*Point localization data*.
......

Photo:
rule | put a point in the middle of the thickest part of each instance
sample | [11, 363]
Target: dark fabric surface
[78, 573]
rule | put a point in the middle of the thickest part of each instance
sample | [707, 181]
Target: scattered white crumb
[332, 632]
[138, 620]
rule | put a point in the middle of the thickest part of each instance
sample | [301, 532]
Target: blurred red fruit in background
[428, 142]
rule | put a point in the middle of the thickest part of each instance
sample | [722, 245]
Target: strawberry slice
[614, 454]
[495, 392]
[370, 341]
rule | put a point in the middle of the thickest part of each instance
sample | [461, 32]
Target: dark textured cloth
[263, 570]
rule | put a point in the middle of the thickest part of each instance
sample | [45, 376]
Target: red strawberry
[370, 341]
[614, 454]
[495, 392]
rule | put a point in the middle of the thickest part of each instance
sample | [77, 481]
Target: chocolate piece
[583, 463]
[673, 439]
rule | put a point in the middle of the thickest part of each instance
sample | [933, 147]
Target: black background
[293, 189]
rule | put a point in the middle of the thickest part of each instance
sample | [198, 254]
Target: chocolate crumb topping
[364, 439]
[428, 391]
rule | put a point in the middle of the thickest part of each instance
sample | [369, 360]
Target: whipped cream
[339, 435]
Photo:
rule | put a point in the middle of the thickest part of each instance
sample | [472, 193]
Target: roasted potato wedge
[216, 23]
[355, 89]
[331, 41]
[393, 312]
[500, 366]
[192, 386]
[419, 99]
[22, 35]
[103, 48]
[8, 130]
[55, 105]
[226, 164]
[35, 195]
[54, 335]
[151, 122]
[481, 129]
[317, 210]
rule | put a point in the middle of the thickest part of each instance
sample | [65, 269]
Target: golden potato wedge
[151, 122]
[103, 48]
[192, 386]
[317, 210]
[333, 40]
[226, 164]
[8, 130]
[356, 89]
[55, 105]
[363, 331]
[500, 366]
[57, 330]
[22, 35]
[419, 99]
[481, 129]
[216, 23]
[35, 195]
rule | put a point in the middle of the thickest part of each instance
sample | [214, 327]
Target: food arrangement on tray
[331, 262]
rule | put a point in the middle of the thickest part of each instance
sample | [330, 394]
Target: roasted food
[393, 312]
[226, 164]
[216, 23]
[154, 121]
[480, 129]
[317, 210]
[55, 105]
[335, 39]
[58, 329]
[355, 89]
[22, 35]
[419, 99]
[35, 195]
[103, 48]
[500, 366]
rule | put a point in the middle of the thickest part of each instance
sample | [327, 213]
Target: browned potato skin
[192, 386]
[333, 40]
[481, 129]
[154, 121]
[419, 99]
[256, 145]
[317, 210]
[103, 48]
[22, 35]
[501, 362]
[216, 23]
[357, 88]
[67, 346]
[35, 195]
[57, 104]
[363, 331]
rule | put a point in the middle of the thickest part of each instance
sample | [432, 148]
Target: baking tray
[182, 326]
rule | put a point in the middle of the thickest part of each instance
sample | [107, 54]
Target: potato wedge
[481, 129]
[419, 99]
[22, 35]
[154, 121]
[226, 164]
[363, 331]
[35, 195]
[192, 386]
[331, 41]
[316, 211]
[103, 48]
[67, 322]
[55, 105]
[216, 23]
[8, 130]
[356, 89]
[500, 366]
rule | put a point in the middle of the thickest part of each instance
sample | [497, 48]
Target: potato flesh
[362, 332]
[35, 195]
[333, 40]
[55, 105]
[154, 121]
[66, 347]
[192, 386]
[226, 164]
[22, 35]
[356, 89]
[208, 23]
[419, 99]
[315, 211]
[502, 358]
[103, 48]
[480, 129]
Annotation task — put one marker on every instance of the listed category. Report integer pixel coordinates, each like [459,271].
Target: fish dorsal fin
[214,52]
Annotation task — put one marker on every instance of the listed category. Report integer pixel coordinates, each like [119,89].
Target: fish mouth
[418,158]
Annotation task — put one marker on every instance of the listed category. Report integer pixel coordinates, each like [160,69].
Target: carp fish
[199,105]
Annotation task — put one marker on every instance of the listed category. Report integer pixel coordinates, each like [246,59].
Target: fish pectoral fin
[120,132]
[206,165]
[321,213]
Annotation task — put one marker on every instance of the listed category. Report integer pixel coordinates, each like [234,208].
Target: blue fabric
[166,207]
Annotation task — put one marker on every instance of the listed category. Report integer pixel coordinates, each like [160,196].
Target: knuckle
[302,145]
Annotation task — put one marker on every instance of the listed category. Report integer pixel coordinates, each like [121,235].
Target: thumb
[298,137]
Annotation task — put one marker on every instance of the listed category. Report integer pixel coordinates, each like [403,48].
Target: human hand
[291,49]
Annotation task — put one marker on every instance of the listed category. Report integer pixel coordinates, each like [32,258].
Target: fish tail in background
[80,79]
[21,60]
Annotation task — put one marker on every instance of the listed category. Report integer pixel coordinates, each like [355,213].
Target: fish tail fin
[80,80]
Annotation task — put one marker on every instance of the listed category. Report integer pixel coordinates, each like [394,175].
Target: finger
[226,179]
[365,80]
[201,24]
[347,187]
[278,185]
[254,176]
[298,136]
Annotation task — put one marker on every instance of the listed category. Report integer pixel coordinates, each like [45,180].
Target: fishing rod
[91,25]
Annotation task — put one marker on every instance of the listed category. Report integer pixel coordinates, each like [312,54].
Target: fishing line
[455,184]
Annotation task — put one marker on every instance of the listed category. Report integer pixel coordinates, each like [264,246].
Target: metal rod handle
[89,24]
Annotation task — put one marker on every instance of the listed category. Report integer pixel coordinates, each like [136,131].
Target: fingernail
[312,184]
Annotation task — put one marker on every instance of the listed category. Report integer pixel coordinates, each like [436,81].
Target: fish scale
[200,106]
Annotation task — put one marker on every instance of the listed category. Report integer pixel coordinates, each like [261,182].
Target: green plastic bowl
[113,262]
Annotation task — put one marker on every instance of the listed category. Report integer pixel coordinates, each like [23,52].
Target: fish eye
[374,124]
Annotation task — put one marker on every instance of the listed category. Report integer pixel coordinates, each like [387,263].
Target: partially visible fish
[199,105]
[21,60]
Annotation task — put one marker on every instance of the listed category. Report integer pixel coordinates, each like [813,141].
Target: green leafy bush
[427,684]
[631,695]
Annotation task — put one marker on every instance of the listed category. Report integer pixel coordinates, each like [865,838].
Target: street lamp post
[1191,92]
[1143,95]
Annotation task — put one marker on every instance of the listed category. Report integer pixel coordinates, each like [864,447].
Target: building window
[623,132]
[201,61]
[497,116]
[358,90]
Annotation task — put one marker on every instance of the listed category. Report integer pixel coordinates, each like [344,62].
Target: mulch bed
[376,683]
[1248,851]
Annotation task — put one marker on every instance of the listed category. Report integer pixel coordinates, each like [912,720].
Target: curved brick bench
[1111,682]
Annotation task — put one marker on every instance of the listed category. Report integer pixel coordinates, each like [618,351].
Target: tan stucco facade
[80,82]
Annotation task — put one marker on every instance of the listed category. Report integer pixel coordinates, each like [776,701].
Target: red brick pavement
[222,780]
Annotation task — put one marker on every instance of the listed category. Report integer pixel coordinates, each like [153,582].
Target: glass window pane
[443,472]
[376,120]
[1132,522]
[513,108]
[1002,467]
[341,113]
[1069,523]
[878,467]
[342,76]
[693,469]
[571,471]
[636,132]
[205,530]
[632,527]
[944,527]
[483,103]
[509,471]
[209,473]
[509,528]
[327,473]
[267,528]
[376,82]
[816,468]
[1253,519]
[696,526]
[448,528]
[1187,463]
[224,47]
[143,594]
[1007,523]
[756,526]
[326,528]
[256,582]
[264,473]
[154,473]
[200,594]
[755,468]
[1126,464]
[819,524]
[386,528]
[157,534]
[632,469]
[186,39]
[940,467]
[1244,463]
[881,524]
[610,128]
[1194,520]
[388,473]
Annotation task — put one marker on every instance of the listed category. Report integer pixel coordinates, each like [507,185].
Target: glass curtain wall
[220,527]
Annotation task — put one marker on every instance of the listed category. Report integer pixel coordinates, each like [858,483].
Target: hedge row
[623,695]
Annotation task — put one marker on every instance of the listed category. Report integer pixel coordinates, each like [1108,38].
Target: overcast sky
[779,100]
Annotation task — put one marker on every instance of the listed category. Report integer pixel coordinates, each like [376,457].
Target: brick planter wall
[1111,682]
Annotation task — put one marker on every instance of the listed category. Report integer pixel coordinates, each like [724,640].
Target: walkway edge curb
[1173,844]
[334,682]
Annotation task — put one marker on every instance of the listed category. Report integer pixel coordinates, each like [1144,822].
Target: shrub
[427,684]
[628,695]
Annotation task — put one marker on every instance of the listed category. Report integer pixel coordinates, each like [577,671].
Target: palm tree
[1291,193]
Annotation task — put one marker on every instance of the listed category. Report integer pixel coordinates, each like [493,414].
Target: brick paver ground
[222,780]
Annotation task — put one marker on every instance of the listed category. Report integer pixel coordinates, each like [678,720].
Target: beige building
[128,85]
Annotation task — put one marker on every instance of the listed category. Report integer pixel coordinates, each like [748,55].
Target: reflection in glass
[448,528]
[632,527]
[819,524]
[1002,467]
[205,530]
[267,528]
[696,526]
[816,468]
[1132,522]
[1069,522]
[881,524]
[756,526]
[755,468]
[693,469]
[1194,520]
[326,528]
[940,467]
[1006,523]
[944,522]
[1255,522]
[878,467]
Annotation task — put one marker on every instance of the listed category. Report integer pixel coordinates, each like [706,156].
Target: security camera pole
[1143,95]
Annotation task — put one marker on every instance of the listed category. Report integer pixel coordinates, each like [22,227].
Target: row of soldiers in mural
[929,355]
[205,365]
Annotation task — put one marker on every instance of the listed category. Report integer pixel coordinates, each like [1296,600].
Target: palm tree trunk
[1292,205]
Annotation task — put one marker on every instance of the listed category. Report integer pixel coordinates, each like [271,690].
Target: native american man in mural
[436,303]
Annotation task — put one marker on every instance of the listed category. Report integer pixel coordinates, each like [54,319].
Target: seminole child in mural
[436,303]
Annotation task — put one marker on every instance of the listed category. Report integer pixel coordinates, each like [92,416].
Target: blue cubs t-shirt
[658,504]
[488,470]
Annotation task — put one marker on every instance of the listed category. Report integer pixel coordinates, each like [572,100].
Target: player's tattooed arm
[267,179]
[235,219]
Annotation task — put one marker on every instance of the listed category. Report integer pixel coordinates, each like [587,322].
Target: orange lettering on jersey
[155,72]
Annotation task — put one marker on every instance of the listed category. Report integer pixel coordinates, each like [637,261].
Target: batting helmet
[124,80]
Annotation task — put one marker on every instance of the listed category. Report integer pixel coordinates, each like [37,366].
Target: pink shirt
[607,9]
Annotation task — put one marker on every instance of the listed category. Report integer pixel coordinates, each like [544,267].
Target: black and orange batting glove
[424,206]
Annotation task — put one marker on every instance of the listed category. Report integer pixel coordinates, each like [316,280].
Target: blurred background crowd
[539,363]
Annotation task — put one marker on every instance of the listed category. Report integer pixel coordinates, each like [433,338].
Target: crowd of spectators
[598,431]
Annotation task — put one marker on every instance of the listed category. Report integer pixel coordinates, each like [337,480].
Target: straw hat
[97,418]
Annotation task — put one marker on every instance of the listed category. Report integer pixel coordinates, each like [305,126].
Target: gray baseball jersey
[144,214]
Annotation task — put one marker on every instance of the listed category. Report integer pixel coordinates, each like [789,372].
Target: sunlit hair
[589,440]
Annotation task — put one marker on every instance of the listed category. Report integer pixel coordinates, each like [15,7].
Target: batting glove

......

Search the data for "Target: black and orange batting glove". Beginning with that line, set down every line through the last exactly.

Target: black and orange batting glove
[424,206]
Annotation task — put one marker on every instance of the listed category. Report integer pixel coordinates, each like [316,280].
Target: blurred background crowd
[539,363]
Annotation task — put one marker on every instance of the listed category. Report integer pixel coordinates, each like [433,338].
Target: crowd of spectators
[598,431]
Annotation task — put one marker on every instance of the listed category. Report integer pixel coordinates, each like [337,480].
Target: straw hat
[97,418]
Annotation task — put one marker on every instance of the listed category. Report integer pixel coordinates, each like [305,126].
Target: gray baseball jersey
[144,214]
Annotation task — put one marker on every instance of the listed category. Report integer pixel coordinates, each like [789,372].
Target: sunlit hair
[589,440]
Annotation task — put one marker on every instance of the listed category. Report integer pixel coordinates, each like [15,7].
Target: batting glove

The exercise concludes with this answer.